> _WHAT TO WORK ON_
Return the following material line for line with no changes, and leave out the pictures.

> _LISTED ENTRIES_
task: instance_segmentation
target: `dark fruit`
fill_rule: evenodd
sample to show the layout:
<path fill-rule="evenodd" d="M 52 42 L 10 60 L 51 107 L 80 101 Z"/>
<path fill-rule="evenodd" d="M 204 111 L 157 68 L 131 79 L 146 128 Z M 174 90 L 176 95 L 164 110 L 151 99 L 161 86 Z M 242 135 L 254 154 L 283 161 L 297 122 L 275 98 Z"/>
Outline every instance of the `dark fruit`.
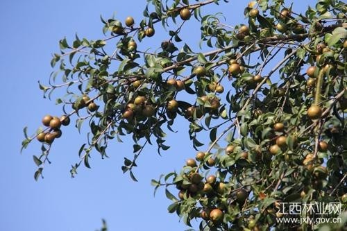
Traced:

> _CORRECT OUTPUT_
task: instance_segmentation
target: `dark fruit`
fill_rule: evenodd
sample to show the layout:
<path fill-rule="evenodd" d="M 52 42 L 10 60 L 51 107 L 80 101 Z"/>
<path fill-rule="evenodd" d="M 204 111 L 157 68 L 131 79 L 146 128 Z M 174 90 L 176 95 L 164 110 L 151 99 L 161 86 Z M 242 135 L 254 154 L 283 161 L 297 122 L 275 98 Z"/>
Outline every instance of the `dark fruit`.
Traced:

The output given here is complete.